*PROVIDED RECORDS*.
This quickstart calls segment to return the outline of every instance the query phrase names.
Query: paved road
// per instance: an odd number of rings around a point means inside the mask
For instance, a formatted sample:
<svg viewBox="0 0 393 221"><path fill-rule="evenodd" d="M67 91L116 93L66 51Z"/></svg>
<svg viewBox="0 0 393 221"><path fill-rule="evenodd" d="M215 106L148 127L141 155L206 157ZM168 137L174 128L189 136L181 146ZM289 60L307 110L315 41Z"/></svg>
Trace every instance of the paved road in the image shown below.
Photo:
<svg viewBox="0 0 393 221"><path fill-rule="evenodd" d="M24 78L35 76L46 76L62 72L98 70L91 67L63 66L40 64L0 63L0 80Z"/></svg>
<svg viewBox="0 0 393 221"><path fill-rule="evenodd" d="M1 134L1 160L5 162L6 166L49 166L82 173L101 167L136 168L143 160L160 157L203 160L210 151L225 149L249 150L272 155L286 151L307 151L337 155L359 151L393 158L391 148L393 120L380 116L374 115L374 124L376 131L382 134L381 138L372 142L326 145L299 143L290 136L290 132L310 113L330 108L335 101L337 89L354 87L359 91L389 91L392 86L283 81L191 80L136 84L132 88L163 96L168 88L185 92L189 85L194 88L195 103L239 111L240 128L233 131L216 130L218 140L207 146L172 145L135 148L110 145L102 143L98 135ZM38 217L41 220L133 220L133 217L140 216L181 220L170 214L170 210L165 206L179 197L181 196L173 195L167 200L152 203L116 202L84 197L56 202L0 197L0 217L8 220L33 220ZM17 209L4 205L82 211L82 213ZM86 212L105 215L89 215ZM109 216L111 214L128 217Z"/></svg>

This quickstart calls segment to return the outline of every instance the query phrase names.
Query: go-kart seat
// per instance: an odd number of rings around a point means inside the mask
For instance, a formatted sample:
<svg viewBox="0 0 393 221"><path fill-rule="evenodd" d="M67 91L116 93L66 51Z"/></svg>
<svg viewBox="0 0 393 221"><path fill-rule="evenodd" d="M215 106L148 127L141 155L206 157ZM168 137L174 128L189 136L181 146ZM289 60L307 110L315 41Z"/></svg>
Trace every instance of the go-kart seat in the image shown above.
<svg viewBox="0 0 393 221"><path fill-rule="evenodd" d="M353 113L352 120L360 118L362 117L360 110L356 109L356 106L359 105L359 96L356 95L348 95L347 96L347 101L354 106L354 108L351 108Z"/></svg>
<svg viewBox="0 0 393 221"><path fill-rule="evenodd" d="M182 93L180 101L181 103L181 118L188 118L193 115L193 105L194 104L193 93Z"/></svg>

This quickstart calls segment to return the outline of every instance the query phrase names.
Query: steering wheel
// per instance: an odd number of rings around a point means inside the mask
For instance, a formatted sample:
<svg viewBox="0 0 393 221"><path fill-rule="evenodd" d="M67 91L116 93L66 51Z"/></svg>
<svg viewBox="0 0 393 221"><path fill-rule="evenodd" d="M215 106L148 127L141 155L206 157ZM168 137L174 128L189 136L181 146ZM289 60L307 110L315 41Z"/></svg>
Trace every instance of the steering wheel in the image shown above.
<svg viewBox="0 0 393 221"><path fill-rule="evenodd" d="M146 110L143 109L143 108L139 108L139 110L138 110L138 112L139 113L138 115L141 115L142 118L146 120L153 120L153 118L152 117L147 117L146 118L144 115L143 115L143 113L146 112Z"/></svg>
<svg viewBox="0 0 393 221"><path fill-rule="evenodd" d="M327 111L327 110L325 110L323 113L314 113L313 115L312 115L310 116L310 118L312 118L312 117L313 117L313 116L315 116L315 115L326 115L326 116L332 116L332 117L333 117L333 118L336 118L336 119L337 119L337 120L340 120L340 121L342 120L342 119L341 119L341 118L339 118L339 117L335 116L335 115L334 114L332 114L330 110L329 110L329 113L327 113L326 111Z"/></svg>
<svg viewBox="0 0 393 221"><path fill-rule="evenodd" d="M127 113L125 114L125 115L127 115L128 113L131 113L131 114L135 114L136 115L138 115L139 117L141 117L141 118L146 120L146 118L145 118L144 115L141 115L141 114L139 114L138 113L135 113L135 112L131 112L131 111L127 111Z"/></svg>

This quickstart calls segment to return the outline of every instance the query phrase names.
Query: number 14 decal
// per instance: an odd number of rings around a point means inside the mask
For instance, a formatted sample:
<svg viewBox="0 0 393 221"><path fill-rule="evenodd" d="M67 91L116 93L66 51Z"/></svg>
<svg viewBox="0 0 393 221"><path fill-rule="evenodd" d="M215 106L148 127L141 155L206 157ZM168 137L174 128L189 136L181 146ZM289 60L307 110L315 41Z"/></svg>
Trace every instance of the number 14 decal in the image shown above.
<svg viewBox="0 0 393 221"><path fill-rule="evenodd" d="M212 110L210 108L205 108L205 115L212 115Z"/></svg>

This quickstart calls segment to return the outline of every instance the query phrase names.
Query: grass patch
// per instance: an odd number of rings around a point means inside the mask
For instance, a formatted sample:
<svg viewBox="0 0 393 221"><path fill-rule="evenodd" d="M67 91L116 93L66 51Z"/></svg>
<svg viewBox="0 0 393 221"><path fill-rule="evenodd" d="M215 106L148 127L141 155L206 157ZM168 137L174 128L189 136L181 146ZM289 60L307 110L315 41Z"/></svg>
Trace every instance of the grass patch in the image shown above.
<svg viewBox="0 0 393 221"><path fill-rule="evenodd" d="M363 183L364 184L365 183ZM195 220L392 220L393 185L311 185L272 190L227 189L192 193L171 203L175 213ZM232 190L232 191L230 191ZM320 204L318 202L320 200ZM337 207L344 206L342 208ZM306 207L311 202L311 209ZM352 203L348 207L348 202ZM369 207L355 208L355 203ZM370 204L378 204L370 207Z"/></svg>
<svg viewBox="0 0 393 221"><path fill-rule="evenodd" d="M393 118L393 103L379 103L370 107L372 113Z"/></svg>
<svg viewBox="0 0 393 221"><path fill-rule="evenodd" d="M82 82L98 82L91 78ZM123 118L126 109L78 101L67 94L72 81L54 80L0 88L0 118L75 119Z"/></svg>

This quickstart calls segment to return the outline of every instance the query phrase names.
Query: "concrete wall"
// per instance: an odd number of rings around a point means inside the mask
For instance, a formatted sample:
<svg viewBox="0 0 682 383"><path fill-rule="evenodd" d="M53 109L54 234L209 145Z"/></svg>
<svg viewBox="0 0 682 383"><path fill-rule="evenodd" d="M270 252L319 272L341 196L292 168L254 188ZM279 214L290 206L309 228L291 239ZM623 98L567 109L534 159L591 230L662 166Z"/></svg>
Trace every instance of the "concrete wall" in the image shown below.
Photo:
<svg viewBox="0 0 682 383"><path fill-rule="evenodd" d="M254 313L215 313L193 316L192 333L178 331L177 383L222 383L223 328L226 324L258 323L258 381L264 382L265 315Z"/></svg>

*DO THIS*. Pull out every line in the records above that contains the word "concrete".

*ANSWER TO THE TASK*.
Query: "concrete wall"
Trace every instance of the "concrete wall" in the image shown below.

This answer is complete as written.